Activity: Work out how many lines of this material hold the word "blue". Write only that number.

————

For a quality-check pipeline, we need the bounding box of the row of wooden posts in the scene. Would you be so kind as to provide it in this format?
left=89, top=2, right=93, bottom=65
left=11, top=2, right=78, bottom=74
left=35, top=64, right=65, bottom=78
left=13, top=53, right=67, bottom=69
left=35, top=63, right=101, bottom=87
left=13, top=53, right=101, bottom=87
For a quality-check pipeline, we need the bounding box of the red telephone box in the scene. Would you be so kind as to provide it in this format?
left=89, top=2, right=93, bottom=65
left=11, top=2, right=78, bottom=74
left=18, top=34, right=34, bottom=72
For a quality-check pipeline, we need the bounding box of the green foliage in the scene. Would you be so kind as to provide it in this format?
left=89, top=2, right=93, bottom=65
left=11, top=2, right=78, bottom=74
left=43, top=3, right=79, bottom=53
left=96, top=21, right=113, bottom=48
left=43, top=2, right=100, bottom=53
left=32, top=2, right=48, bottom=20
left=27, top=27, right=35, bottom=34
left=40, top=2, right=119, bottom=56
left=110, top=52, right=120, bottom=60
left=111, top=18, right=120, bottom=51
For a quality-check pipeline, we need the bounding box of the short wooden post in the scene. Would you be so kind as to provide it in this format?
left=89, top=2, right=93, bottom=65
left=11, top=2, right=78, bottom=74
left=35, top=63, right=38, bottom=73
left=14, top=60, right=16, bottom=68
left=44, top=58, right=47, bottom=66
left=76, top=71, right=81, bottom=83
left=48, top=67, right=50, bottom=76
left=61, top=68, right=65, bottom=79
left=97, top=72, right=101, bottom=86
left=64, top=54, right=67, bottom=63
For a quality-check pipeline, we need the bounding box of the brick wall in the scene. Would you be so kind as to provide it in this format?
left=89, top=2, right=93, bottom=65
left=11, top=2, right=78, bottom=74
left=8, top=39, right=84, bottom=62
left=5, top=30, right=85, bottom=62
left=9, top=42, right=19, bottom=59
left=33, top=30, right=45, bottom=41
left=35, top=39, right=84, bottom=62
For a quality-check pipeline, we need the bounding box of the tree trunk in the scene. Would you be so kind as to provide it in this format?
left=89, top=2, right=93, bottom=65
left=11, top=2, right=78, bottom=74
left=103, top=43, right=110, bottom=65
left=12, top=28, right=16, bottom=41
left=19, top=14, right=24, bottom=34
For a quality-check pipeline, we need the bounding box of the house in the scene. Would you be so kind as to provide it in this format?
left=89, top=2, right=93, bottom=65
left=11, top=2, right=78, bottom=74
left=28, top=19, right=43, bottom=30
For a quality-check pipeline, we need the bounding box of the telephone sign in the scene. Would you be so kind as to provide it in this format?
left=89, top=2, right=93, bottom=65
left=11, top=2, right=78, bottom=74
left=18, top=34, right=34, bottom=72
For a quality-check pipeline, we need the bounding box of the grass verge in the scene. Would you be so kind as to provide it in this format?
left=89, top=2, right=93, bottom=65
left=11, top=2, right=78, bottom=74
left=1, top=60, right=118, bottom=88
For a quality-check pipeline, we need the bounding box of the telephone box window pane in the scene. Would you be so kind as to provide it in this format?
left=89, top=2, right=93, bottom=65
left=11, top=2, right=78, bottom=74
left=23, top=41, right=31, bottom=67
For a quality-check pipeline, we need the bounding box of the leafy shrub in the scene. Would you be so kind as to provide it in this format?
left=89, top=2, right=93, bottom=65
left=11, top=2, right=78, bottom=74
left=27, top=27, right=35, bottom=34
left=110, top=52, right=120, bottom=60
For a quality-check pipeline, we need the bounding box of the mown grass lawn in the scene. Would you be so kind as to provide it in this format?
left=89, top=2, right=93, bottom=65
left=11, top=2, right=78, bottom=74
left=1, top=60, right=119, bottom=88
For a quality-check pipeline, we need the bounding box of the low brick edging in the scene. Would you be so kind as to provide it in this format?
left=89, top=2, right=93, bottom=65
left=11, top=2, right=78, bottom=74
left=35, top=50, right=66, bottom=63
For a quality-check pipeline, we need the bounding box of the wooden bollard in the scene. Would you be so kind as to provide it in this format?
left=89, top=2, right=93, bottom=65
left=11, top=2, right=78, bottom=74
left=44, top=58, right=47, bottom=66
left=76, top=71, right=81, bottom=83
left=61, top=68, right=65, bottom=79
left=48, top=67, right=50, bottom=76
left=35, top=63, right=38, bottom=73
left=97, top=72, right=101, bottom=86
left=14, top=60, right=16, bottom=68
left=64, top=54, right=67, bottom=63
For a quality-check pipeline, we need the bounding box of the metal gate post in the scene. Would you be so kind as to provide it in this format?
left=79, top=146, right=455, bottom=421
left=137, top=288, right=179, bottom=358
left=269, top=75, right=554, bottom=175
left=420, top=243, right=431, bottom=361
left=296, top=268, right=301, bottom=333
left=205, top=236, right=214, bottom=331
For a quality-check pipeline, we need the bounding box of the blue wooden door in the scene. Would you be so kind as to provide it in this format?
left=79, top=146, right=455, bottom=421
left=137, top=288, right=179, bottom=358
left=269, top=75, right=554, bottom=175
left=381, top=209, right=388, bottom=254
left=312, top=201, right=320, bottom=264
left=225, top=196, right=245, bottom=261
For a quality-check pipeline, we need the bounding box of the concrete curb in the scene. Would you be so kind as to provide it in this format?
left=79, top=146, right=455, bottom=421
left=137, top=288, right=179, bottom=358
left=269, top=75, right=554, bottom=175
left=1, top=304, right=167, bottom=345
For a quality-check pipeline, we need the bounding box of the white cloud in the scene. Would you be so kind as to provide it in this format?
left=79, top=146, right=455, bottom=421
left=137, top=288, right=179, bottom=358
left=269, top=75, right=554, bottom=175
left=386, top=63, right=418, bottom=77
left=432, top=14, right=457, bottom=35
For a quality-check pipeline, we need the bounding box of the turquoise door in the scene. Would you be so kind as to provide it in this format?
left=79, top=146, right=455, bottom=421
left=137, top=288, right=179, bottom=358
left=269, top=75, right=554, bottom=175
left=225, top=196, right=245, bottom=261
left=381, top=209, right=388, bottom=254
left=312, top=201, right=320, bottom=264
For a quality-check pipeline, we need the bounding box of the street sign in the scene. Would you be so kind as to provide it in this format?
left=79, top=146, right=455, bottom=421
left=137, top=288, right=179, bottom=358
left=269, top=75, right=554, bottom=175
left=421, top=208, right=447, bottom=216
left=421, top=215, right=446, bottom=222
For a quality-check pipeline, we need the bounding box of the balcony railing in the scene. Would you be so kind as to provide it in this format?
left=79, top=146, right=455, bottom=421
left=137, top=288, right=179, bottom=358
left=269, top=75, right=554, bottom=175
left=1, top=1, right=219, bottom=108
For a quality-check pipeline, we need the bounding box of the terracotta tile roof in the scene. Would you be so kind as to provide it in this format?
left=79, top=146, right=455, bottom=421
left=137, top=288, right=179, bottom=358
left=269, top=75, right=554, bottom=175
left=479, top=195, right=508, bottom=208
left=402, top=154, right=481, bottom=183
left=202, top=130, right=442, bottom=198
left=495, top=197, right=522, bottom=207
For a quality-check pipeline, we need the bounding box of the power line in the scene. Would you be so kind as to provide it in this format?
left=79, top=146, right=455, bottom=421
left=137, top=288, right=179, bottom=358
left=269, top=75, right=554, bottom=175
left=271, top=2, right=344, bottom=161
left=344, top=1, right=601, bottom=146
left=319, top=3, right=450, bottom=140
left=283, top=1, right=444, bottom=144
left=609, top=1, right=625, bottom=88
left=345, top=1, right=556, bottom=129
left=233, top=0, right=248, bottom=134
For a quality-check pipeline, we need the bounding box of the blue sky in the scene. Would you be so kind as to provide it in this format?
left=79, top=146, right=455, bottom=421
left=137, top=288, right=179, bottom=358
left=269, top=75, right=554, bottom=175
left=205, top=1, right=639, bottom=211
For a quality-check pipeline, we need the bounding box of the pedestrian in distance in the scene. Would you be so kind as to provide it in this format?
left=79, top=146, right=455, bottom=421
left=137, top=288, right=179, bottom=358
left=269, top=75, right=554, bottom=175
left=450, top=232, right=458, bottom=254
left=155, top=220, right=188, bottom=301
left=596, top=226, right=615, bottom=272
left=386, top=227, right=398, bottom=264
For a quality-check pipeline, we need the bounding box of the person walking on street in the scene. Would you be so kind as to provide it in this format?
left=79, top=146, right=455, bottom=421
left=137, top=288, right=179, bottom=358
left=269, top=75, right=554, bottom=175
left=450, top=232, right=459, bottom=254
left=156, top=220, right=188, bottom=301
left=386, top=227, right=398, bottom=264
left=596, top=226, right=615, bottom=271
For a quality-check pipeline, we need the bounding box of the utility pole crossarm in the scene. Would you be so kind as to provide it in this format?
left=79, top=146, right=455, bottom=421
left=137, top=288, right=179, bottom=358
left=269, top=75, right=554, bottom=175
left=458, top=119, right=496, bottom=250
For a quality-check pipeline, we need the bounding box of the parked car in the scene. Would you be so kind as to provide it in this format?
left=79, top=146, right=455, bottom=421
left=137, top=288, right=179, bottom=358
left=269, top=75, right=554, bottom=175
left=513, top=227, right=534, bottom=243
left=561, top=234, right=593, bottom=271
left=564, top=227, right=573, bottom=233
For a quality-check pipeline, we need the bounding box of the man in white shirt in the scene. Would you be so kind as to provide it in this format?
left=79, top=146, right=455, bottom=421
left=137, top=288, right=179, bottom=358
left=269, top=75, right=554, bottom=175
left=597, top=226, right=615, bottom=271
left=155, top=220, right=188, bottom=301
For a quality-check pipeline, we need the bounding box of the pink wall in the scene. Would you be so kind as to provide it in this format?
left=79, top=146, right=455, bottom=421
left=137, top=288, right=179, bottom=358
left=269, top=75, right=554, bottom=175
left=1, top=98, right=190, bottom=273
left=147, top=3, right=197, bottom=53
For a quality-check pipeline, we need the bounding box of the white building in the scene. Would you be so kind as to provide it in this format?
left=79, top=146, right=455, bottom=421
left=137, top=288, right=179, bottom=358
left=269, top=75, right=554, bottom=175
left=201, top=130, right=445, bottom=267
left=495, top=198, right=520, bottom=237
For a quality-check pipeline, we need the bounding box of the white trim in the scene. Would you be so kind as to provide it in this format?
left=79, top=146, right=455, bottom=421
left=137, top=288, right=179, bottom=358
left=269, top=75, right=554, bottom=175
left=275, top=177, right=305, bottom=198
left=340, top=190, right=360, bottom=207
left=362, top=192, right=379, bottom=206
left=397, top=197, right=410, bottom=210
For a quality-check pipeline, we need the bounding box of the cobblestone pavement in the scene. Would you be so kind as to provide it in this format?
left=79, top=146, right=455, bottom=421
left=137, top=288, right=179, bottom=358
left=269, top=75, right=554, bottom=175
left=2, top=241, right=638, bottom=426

————

Task answer: 2